§ The input
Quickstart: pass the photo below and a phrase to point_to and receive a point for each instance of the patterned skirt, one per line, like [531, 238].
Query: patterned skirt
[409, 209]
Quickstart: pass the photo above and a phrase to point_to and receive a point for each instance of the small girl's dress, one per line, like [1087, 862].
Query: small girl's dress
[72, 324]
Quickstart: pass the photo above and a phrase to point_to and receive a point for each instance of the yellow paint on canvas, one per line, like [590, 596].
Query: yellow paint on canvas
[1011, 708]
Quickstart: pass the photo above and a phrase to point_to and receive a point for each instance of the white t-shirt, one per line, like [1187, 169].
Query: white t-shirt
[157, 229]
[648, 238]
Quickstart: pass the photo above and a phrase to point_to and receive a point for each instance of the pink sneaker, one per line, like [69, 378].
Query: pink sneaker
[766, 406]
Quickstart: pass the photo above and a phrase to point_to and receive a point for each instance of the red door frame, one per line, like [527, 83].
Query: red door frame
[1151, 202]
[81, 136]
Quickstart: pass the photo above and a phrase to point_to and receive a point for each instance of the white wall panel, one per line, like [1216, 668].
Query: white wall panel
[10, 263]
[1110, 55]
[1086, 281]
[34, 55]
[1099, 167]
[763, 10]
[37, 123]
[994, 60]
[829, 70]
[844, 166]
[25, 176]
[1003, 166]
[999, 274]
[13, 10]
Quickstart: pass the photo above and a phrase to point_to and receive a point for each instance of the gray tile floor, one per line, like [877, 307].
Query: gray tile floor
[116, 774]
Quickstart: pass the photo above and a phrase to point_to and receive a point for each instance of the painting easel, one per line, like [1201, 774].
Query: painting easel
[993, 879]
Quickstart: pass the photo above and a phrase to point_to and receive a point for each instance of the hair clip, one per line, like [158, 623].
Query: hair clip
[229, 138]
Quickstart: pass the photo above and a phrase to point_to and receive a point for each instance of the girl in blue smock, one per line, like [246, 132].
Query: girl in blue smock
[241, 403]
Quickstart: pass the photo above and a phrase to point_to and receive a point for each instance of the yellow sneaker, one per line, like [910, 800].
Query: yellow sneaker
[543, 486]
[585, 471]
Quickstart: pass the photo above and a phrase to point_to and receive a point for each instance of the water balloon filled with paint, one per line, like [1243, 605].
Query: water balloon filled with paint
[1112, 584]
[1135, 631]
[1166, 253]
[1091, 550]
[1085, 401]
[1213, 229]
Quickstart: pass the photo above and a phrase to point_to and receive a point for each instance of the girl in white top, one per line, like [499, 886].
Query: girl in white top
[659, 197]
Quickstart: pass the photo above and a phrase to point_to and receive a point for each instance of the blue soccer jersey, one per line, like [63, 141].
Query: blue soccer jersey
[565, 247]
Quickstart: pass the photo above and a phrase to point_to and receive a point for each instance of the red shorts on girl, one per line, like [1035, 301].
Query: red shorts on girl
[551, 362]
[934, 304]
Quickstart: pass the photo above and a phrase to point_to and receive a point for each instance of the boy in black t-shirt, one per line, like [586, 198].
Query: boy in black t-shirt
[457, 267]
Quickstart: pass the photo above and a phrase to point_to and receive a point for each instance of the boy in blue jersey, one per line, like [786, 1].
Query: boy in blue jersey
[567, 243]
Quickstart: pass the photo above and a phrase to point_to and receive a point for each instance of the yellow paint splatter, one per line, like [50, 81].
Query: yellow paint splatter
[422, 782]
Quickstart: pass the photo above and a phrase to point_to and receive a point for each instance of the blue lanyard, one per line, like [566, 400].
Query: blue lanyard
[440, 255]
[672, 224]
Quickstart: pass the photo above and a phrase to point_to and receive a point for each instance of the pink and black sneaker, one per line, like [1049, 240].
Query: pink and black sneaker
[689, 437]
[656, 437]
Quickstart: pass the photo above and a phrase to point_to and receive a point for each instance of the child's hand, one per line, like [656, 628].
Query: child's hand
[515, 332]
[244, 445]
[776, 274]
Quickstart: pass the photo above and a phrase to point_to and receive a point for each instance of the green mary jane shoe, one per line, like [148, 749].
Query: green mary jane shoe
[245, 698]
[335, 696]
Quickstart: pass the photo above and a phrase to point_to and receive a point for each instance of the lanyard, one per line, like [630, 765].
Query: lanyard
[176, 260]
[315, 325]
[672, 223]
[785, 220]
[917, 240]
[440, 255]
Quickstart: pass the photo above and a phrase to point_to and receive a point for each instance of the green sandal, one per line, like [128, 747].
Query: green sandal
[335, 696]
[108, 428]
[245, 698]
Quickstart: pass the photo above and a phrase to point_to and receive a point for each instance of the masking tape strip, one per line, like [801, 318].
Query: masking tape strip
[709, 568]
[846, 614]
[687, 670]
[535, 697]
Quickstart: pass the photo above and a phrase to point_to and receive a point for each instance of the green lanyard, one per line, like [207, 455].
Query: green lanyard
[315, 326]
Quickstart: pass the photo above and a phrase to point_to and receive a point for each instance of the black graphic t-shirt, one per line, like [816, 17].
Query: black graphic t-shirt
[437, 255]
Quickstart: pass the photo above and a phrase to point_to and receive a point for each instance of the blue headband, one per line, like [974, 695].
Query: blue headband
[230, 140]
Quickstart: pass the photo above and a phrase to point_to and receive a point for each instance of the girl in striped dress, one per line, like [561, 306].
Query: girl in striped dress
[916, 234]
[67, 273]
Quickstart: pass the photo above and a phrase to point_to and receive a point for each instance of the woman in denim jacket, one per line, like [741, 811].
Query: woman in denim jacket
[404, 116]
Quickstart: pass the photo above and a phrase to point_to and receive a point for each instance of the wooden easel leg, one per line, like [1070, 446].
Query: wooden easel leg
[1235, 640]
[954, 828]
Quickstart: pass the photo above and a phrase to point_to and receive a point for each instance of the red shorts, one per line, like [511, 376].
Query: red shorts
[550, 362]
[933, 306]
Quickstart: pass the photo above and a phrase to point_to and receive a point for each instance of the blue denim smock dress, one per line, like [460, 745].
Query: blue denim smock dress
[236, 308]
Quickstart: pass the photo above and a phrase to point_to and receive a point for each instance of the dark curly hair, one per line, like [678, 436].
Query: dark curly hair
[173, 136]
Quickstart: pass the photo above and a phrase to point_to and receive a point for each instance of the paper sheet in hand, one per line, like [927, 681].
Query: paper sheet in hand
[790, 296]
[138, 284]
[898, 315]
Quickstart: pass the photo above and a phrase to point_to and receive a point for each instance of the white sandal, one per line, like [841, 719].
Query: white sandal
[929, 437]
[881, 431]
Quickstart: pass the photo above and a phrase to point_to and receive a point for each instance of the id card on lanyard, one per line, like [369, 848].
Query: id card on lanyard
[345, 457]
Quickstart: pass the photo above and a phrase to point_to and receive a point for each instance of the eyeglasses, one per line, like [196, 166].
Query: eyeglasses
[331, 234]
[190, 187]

§ Problem to solve
Set down, unchanged, only those lines above that fall between the line with "like [910, 800]." and the line with "like [566, 400].", the two end lines included.

§ Solved problem
Quickstart: pass the photo above and a phrase to point_to and receive a point for each instance of the yellow sneaker, one per line, like [910, 800].
Query: yellow sneaker
[543, 486]
[585, 471]
Quickstart: pass the photo above and a phrase to point_to and receive a point for each instance of the water balloon filled with paint, one per line, like [1243, 605].
Query: water balloon filled with paint
[1112, 584]
[1135, 631]
[1166, 253]
[1091, 550]
[1085, 401]
[1213, 229]
Quickstart: pass the photo above and a phrase to point_to and receive a point for each instance of the girl in white top, one per line, like [499, 886].
Query: girl in white top
[659, 197]
Quickstart: pass the photo above and a phrase to point_to and receive a point for each instance of the blue soccer jersey, one per line, like [63, 141].
Query: blue soccer jersey
[565, 247]
Quickstart: pass the photo above and a phrase to point_to and receive a point for each instance of the red shorts on girl, one per line, like [1035, 301].
Query: red shorts on girl
[551, 362]
[934, 304]
Quickstart: pass the photo above and a phrase to point_to and receive a point for each instance of the boy in black t-shirt, one per line, like [586, 198].
Query: boy in black t-shirt
[457, 267]
Quickstart: pass the photo above and a phrase to point_to and receive a point for each instance of the boy in blue jersey, one per line, like [786, 1].
Query: boy in blue jersey
[567, 243]
Quickstart: pass the photo above and a phrase to point_to and receive a point for each instance of the yellow paint splatter, one per line, like [50, 81].
Query: yellow paint splatter
[422, 782]
Quickstart: pass the photo above and a phrase to point_to and receive a point for each instance of the blue lanyard, one per line, like [566, 400].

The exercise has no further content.